Copy the data below word for word, beginning with the line that contains "target | white hair" and continuing through the end of the data.
***** Data shown
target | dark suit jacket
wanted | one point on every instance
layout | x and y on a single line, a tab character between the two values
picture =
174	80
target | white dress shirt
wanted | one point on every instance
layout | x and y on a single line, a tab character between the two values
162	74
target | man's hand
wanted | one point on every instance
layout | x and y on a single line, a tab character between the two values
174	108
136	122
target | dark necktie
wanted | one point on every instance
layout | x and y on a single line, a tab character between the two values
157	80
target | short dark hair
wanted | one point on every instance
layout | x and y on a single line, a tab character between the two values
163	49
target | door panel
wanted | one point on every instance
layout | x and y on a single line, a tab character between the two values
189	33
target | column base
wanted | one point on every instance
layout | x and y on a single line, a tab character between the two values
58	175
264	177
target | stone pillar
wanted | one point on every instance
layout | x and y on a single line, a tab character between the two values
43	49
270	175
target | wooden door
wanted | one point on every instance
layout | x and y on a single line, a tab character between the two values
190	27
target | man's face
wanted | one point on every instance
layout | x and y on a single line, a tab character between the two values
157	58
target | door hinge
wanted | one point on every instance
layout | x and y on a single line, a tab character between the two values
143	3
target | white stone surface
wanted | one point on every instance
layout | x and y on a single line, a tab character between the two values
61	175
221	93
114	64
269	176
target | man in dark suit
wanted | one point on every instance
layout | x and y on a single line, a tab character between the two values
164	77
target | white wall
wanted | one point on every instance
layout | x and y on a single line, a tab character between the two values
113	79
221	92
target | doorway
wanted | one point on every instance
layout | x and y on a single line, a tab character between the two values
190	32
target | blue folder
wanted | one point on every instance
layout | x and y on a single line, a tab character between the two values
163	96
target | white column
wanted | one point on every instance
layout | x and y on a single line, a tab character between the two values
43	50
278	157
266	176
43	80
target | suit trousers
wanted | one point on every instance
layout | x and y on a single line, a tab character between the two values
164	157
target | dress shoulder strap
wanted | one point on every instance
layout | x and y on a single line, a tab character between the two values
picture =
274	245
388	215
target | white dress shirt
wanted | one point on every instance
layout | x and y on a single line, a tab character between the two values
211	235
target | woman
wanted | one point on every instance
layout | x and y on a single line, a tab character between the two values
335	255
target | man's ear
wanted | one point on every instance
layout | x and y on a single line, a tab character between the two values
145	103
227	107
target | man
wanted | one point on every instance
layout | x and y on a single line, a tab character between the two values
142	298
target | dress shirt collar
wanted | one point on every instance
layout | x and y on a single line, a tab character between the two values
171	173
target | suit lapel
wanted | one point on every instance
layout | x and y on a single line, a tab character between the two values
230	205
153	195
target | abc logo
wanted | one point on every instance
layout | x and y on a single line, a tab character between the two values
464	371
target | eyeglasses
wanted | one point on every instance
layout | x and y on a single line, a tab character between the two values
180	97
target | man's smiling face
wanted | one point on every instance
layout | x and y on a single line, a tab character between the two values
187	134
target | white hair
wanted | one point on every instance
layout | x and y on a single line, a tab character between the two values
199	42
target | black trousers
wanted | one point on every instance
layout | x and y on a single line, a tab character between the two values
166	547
**********
▶ _Solution for this exercise_
target | white hair
wanted | one point on every instance
layout | x and y on a single line, a tab character between the two values
199	42
target | black trousers
wanted | one point on every instance
layout | x and y on a single line, a tab character between the two values
166	547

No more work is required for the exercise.